**WORK TASK:** Search the data below for "cassock"; list each line that holds it.

**INFORMATION:**
= Beginning of Section =
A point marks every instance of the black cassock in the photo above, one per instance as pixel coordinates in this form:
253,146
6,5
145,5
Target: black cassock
= End of Section =
**YOUR SOLUTION:**
A point marks every instance of the black cassock in the photo above, one per instance as pixel coordinates in this form:
Target: black cassock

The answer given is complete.